◆ **Stated goal 1**
Print the stretch of the forum discussion from "by lemming (Priest)" through "of the $nts..." without any changes.

*** Extracted text

Re: how can I speed this up?
by lemming (Priest) on Feb 23, 2001 at 23:03 UTC
    TheoPetersen seems to be on the right path. One thing he showed, but didn't mention was that in your code you tend to build your loops with foreach $it (1..$nt) and then subtract one each time you use $it. A lot of calculations can be saved just by foreach $it <0..$nt-1) That will save some time, but getting away from nested loops will save you more.
(boo) Dissecting PerlTRAN
by boo_radley (Parson) on Feb 23, 2001 at 23:48 UTC
    This was quite a sizable snippet, so I downloaded it, and commented everything.
    My first concern would be the number of loops you have, and their placement:
    # for each of the 9 $nvars,
    # for each of the $nts
    # For each of the $nts...

******
*** Information given

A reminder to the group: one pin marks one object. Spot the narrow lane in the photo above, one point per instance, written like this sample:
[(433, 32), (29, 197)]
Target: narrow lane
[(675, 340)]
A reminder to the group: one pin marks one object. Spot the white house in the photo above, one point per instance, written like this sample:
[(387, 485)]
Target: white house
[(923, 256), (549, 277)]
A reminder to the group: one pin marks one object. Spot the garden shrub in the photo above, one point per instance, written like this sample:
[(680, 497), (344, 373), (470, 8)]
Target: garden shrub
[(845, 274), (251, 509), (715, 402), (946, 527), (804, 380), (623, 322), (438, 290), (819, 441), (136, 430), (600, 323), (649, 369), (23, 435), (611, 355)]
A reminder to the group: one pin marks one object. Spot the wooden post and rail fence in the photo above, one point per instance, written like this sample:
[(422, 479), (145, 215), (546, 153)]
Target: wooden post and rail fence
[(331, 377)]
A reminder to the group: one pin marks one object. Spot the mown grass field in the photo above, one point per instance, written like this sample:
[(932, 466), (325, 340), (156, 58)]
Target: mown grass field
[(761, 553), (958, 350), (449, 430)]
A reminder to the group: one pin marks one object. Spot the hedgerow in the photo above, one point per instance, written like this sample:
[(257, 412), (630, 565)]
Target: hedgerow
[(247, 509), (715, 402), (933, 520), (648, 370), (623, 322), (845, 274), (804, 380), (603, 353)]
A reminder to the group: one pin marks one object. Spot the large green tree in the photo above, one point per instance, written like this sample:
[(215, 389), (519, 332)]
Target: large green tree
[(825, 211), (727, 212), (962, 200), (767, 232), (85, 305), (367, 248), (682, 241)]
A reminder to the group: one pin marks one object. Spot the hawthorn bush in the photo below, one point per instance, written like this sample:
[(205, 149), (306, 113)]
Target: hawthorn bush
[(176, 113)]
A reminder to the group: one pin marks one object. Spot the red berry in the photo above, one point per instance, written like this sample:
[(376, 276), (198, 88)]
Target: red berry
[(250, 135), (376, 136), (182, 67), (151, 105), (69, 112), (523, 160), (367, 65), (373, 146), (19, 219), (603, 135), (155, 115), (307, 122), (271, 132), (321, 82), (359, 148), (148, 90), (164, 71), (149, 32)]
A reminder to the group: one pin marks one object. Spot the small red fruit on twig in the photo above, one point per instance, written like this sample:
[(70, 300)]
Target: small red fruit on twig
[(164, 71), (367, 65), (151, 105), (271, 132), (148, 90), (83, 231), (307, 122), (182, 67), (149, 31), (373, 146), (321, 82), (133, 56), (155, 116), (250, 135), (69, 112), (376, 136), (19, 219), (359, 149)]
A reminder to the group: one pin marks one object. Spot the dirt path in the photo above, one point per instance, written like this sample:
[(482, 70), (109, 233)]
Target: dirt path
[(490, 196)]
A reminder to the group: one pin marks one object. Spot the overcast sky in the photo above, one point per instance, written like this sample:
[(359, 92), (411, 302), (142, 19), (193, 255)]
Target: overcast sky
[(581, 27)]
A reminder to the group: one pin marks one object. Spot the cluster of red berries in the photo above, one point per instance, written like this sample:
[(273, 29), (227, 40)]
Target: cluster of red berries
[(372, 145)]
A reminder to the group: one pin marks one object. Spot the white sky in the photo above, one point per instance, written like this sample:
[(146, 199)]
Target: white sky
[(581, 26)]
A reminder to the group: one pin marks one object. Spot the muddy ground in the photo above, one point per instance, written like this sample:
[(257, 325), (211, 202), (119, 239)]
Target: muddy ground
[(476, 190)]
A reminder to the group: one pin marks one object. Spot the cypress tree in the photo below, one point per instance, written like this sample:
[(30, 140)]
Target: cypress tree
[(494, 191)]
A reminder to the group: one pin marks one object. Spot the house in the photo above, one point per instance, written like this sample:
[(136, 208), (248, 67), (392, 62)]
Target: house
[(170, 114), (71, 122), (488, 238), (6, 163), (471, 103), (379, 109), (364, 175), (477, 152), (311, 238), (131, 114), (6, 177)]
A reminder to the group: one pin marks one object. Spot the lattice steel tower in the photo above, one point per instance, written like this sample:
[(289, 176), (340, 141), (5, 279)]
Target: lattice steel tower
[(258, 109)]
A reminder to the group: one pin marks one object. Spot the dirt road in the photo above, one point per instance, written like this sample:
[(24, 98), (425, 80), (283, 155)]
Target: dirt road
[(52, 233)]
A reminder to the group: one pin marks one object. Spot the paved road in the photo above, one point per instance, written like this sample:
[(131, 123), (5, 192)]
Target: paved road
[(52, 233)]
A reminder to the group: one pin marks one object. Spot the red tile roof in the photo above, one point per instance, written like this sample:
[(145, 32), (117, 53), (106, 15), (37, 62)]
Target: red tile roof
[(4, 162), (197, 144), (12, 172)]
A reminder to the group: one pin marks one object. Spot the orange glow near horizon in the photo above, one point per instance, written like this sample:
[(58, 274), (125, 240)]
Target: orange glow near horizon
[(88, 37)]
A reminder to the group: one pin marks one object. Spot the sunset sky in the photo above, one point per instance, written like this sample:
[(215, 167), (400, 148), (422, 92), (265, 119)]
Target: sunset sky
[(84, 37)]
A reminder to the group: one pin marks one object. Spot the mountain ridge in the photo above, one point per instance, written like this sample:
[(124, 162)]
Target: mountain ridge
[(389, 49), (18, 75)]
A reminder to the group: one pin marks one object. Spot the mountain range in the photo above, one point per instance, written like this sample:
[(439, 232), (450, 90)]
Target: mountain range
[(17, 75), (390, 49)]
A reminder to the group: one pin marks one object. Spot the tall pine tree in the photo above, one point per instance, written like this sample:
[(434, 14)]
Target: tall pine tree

******

◆ **Stated goal 2**
Turn the stretch of the records from the line containing "the red tile" through the line containing "[(389, 49), (18, 75)]" into a Markdown table with the columns Row and Line. Omit blank lines and include only those lines.

◆ **Full solution 1**
by lemming (Priest) on Feb 23, 2001 at 23:03 UTC
    TheoPetersen seems to be on the right path. One thing he showed, but didn't mention was that in your code you tend to build your loops with foreach $it (1..$nt) and then subtract one each time you use $it. A lot of calculations can be saved just by foreach $it <0..$nt-1) That will save some time, but getting away from nested loops will save you more.
(boo) Dissecting PerlTRAN
by boo_radley (Parson) on Feb 23, 2001 at 23:48 UTC
    This was quite a sizable snippet, so I downloaded it, and commented everything.
    My first concern would be the number of loops you have, and their placement:
    # for each of the 9 $nvars,
    # for each of the $nts
    # For each of the $nts...

◆ **Full solution 2**
| Row | Line |
|---|---|
| 1 | A reminder to the group: one pin marks one object. Spot the red tile roof in the photo above, one point per instance, written like this sample: |
| 2 | [(145, 32), (117, 53), (106, 15), (37, 62)] |
| 3 | Target: red tile roof |
| 4 | [(4, 162), (197, 144), (12, 172)] |
| 5 | A reminder to the group: one pin marks one object. Spot the orange glow near horizon in the photo above, one point per instance, written like this sample: |
| 6 | [(58, 274), (125, 240)] |
| 7 | Target: orange glow near horizon |
| 8 | [(88, 37)] |
| 9 | A reminder to the group: one pin marks one object. Spot the sunset sky in the photo above, one point per instance, written like this sample: |
| 10 | [(215, 167), (400, 148), (422, 92), (265, 119)] |
| 11 | Target: sunset sky |
| 12 | [(84, 37)] |
| 13 | A reminder to the group: one pin marks one object. Spot the mountain ridge in the photo above, one point per instance, written like this sample: |
| 14 | [(124, 162)] |
| 15 | Target: mountain ridge |
| 16 | [(389, 49), (18, 75)] |